§ **DIRECTIONS**
Output each line exactly as written, from the first line of the records to the line bearing "383, one pair per line.", inclusive, while leaving every picture out.

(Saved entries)
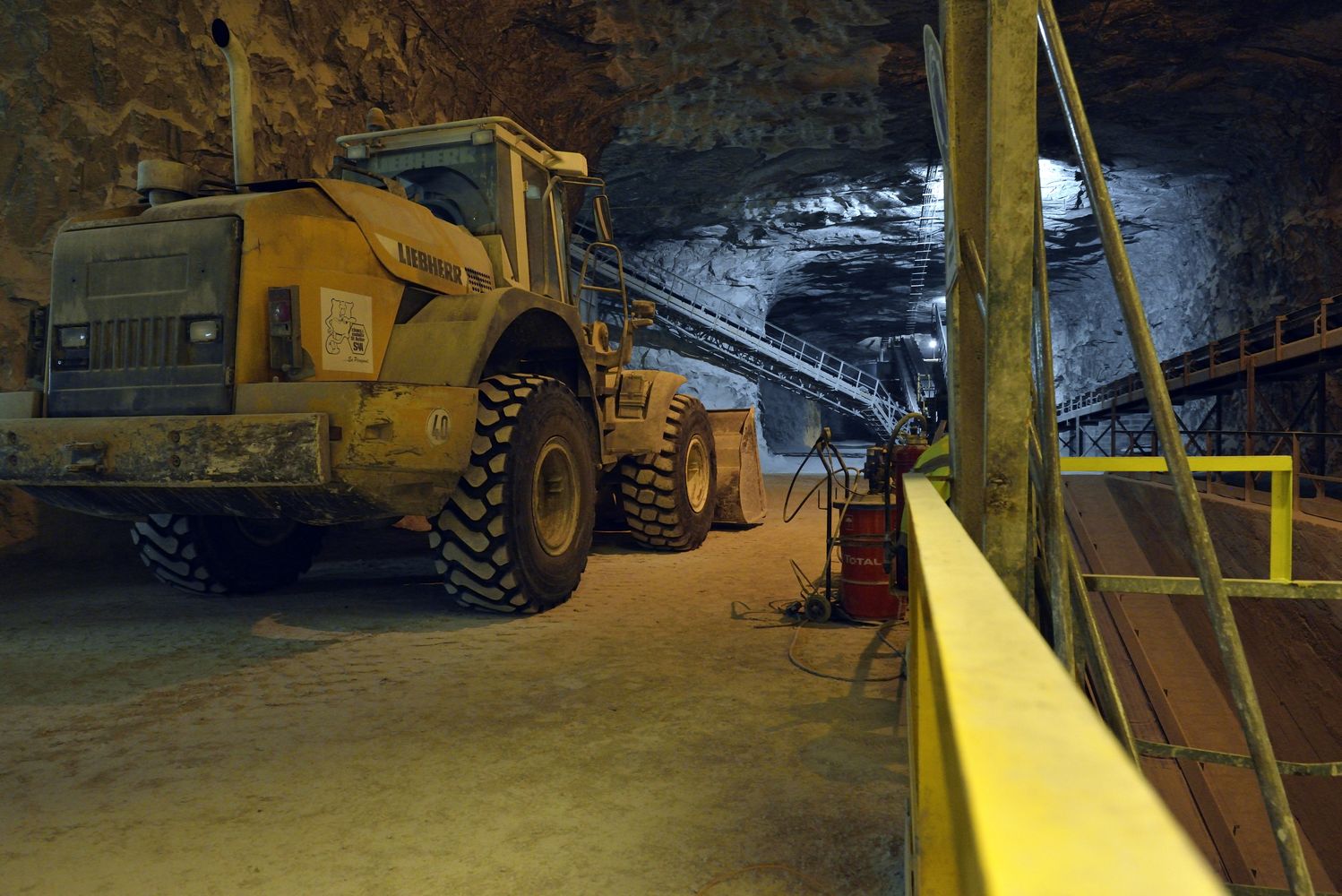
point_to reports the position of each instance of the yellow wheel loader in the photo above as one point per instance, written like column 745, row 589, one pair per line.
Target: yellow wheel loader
column 237, row 366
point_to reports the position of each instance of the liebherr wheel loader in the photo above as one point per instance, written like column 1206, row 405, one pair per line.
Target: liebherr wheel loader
column 237, row 370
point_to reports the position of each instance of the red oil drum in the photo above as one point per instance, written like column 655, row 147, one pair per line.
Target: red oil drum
column 865, row 583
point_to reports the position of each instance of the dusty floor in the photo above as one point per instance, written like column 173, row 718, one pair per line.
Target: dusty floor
column 355, row 736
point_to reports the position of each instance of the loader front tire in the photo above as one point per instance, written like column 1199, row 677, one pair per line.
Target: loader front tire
column 224, row 555
column 668, row 496
column 514, row 536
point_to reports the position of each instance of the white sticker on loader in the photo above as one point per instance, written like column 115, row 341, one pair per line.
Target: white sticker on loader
column 348, row 336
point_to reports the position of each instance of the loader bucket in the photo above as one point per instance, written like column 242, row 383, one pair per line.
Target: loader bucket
column 741, row 499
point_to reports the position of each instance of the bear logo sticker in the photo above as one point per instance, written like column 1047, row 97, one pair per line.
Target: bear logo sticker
column 348, row 320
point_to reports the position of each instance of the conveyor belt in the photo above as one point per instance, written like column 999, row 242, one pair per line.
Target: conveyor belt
column 1172, row 685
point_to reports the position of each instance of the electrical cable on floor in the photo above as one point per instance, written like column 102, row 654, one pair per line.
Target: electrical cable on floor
column 730, row 874
column 899, row 655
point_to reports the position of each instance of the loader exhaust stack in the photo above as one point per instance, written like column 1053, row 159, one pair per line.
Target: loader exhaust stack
column 239, row 99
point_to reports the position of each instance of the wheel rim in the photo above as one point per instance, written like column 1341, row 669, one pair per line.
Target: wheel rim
column 555, row 498
column 697, row 474
column 266, row 533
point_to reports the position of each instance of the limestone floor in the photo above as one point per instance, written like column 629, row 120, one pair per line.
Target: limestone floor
column 356, row 736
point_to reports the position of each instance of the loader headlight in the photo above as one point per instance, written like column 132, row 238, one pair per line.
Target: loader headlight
column 73, row 337
column 204, row 331
column 70, row 348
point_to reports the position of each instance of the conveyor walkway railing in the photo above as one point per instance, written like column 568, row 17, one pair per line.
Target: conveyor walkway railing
column 748, row 343
column 1016, row 786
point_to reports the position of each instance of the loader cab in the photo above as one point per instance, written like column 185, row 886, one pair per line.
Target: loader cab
column 492, row 177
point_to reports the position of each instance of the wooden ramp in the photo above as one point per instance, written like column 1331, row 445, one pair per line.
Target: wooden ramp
column 1169, row 671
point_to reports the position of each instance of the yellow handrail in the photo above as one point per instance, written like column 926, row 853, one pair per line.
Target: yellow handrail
column 1283, row 487
column 1016, row 786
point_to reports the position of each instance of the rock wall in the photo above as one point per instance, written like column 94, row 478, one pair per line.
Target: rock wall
column 88, row 89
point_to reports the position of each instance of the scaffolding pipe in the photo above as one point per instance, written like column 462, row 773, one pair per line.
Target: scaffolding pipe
column 1045, row 405
column 1163, row 412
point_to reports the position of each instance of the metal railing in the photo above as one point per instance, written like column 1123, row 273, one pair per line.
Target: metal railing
column 746, row 340
column 1016, row 786
column 1287, row 336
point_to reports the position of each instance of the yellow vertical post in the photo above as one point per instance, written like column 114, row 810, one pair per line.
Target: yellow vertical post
column 1279, row 549
column 964, row 32
column 1012, row 170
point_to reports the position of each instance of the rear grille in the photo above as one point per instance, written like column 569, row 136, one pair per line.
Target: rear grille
column 139, row 286
column 478, row 280
column 134, row 342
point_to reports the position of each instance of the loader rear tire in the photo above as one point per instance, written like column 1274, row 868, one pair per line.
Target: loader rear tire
column 226, row 555
column 668, row 496
column 514, row 536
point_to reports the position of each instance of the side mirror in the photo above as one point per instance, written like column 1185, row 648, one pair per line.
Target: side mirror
column 601, row 211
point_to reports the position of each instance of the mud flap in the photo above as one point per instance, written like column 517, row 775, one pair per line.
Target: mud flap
column 741, row 499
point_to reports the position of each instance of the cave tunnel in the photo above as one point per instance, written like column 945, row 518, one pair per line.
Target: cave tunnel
column 770, row 165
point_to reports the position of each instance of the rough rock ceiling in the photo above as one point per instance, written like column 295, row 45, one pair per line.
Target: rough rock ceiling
column 778, row 151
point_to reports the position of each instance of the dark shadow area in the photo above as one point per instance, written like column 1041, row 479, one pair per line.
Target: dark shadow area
column 107, row 631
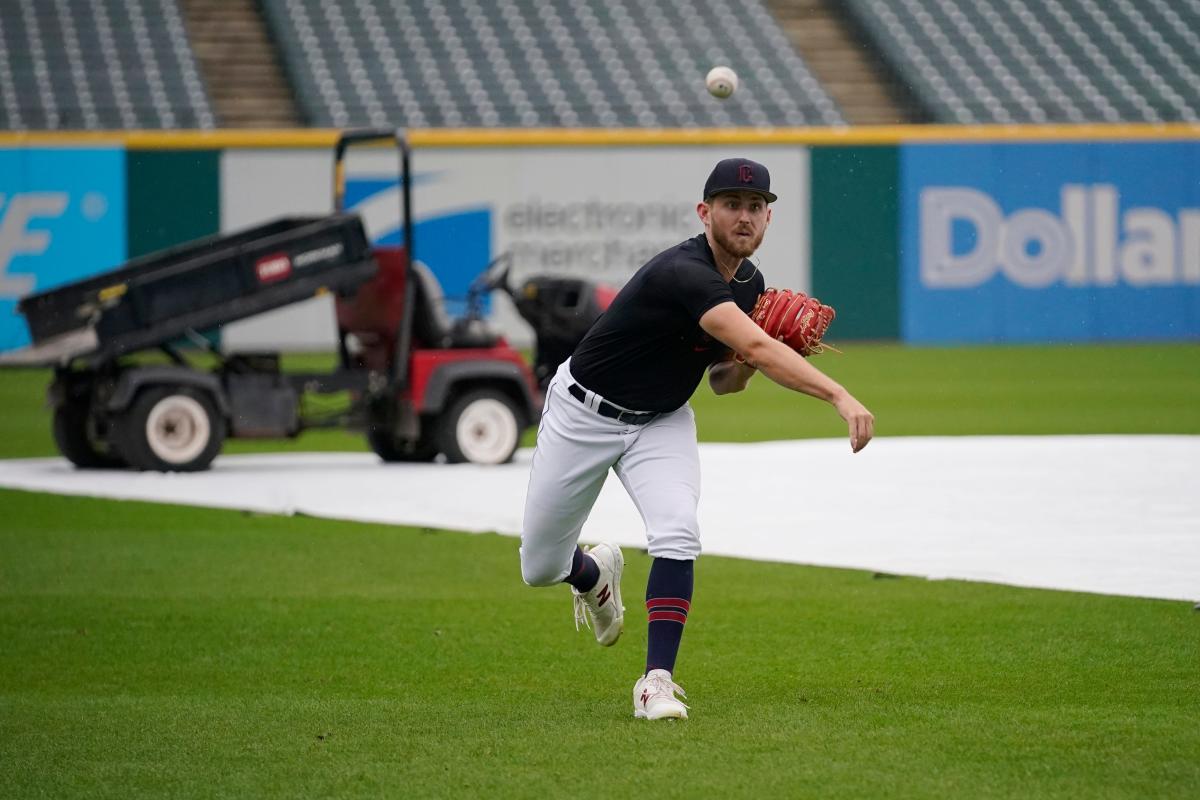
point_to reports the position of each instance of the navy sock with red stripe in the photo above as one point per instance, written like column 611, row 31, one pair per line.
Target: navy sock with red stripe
column 667, row 602
column 585, row 571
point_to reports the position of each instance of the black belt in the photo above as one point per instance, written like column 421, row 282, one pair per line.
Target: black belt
column 607, row 409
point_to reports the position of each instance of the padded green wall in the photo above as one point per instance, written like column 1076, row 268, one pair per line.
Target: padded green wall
column 174, row 196
column 856, row 257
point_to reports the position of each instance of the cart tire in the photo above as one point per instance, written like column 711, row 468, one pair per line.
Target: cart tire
column 171, row 429
column 75, row 437
column 385, row 445
column 481, row 427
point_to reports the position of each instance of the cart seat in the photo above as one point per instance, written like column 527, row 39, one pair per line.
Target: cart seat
column 433, row 326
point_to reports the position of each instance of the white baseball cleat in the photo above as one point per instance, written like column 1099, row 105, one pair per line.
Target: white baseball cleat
column 654, row 697
column 600, row 608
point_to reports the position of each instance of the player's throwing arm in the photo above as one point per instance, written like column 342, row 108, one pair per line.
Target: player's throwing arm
column 786, row 366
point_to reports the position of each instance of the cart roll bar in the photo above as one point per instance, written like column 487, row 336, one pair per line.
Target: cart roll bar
column 363, row 136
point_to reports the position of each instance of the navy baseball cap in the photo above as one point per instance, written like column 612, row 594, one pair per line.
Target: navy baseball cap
column 739, row 175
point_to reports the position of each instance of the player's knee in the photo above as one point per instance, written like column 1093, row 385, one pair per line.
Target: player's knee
column 681, row 546
column 539, row 572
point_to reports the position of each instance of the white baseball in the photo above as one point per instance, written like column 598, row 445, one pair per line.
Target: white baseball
column 721, row 82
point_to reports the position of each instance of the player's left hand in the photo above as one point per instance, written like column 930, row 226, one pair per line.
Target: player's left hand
column 859, row 421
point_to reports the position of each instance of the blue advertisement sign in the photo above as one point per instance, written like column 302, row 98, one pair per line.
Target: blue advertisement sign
column 455, row 244
column 61, row 218
column 1050, row 242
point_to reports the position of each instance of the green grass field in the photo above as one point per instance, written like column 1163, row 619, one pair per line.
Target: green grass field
column 150, row 650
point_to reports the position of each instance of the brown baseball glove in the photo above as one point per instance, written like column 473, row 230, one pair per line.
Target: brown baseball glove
column 793, row 318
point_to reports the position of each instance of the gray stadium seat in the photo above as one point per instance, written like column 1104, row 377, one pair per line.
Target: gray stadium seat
column 540, row 64
column 99, row 65
column 1012, row 61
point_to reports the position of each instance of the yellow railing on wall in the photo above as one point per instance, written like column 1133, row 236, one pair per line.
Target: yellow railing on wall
column 613, row 137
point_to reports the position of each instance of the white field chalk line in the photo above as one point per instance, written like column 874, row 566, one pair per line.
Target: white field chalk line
column 1104, row 513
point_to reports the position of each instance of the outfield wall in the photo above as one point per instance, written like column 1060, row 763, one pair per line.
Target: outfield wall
column 927, row 234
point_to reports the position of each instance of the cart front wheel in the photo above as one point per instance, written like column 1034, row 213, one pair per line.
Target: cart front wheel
column 480, row 427
column 172, row 429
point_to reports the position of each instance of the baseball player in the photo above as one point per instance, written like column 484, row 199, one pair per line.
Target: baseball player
column 621, row 403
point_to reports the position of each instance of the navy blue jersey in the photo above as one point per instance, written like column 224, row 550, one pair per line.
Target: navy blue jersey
column 648, row 352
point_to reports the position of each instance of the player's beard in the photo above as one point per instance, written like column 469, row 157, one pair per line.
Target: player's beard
column 736, row 245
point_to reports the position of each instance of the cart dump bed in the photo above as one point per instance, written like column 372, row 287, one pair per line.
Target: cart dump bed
column 196, row 286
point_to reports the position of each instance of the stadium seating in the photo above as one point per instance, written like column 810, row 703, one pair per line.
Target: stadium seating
column 1043, row 60
column 97, row 64
column 540, row 62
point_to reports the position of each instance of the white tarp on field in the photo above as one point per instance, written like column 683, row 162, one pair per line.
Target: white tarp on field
column 1113, row 515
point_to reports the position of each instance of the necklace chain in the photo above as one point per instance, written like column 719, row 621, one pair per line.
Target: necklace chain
column 754, row 272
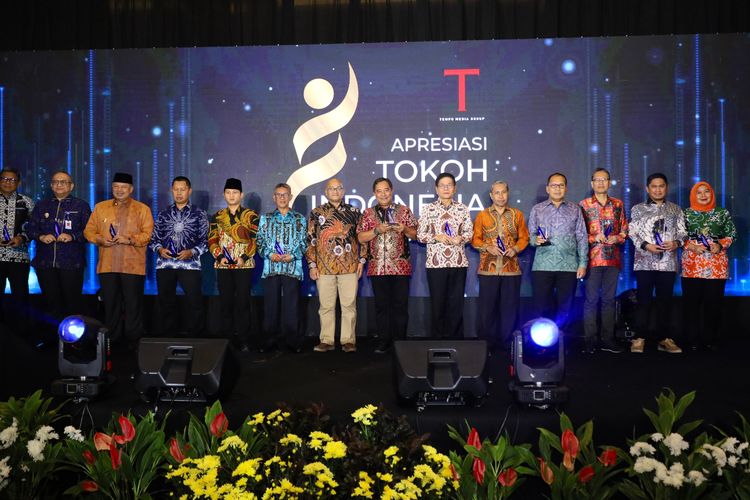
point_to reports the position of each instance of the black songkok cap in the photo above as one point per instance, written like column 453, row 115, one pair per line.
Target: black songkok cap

§ **SOLUTION TO THIS EXERCISE**
point_to reports the position of each instance of the yellow wheel loader in the photo above as one point per instance, written like column 745, row 589, one pair per line.
Target: yellow wheel loader
column 237, row 366
point_to reports the position of each instance of the liebherr wheel loader in the photo above as one point per instance, written like column 1206, row 405, one pair per line.
Target: liebherr wheel loader
column 237, row 370
point_to reports the position of each instance of the red oil drum in the photo above as one point per instance, written like column 655, row 147, one pair per line.
Target: red oil drum
column 865, row 583
point_to reports the position of each instance of the dusty floor in the photo above as one point per instance, written like column 173, row 718, one pair per line.
Target: dusty floor
column 355, row 736
point_to reports the position of each instance of the loader front tire in the photo above as one point per instance, written like column 1199, row 677, one pair per line.
Target: loader front tire
column 224, row 555
column 668, row 496
column 514, row 536
point_to reports the position of each instance of the white sticker on loader in the photo above as one point per instance, written like column 115, row 341, one pair per line.
Target: white sticker on loader
column 348, row 336
point_to reports the position of each instance of the loader bucket in the photo above as one point per instance, written like column 242, row 383, one pair per line.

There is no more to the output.